*Extrait*.
On reconnaît là ce que j’écrivais à propos de Kate Winslet à Panorama-Cinéma, sur ce que Stanley Cavell appelle le mélodrame de la femme inconnue. Je me permets de me citer moi-même : par femme inconnue, Cavell entend ces femmes « qui doivent s’arracher à un monde qui les étouffe pour revendiquer leur droit à raconter leur histoire, à se faire connaître selon leurs propres termes, entreprise souvent malheureuse puisqu’à partir du moment que ces femmes s’affirment, elles ne peuvent plus être acceptées par ce monde dont elles seront dès lors exclues. » Pour Jennifer Lawrence, depuis au moins Winter’s Bone, et ce dans presque tous ses films, des X-Men à Joy, cela se traduit par un parcours bien défini : jeune femme forcée par des conditions difficiles, de pauvreté, à devenir mère trop tôt, à protéger sa famille en l’absence de parents responsables ou de parents tout court, elle devient un symbole de persévérance, la représentante d’un nouveau monde qui s’oppose à la médiocrité de celui qui l’a vu naître (en se substituant à la mère absente/manquée, elle enfante notre devenir). Il y a des nuances à faire : Joy se termine sur un fantasme de ce que serait un monde à l’image de Jennifer Lawrence, où elle est enfin mieux payée que Bradley Cooper, elle n’est donc pas exclue. Le fait de présenter cela comme un avenir peut toutefois se lire de trois façons : soit Jennifer Lawrence est bel et bien l’image de notre monde (puisque c’est une histoire vraie se déroulant dans les années 90, cet avenir projeté serait donc notre présent) ; soit il s’agit d’un avenir possible mais pais nécessairement atteint, ce que l’artificialité déclarée de la mise en scène semble appuyer, nous sommes du côté du rêve américain ; soit, ce serait une conjonction entre ces deux possibilités, Jennifer Lawrence est l’image de notre monde en ce qu’elle représente le meilleur monde possible dont nous avons besoin aujourd’hui (c’est ma version préférée, il va sans dire).

*Tâche demandée 1*. Combien de lignes des enregistrements contiennent la chaîne « person » ? Indiquez seulement le nombre.

*Données fournies*.
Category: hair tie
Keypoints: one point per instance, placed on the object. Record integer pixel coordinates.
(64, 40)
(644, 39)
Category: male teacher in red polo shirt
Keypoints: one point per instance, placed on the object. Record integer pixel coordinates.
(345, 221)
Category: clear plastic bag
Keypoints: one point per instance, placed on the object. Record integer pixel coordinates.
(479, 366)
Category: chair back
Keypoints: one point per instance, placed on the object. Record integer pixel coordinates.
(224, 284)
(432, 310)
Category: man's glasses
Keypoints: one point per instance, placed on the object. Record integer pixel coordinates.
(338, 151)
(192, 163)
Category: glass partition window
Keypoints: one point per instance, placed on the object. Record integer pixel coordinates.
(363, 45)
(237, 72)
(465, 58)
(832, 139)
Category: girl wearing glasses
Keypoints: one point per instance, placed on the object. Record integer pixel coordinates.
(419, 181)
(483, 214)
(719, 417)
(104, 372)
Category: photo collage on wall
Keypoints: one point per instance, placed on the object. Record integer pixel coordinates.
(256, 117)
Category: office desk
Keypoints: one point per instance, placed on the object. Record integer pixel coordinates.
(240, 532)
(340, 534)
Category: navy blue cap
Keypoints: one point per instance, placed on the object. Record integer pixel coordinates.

==

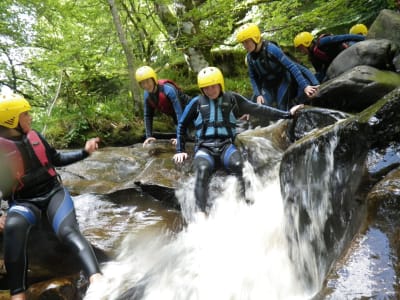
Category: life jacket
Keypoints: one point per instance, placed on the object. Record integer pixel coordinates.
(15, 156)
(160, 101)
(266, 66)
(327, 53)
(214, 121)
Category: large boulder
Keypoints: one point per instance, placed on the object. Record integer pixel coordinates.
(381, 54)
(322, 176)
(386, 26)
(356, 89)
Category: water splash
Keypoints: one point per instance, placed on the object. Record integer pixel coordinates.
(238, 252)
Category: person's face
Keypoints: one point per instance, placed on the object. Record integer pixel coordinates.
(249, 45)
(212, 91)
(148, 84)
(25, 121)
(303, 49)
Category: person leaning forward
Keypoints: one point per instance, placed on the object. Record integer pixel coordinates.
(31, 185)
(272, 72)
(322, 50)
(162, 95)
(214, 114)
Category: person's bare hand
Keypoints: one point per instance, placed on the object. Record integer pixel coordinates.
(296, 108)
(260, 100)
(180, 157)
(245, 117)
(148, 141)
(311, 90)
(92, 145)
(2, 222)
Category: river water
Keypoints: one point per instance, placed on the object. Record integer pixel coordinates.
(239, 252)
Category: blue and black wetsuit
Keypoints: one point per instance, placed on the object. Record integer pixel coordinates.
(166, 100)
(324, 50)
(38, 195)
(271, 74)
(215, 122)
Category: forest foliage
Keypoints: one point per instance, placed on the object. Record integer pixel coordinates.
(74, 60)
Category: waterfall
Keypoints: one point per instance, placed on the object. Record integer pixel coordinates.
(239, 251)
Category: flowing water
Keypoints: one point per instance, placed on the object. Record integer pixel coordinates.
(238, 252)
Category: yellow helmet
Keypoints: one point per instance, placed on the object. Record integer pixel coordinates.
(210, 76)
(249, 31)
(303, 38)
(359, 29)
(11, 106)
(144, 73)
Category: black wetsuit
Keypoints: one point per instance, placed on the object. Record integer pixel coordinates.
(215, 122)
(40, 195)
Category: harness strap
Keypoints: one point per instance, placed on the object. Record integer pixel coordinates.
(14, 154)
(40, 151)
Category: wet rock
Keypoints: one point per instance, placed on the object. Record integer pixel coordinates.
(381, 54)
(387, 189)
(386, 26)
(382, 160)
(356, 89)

*Tâche demandée 2*.
Répondez brièvement aux questions suivantes sur l'extrait :
(a) Dans quelle publication l'auteur a-t-il écrit à propos de Kate Winslet ?
(b) Dans le monde fantasmé qui clôt Joy, Jennifer Lawrence est enfin mieux payée que qui ?
(c) Dans quelles années se déroule l'histoire vraie de Joy ?

*Solution 1*. 3

*Solution 2*.
(a) Panorama-Cinéma
(b) Bradley Cooper
(c) Les années 90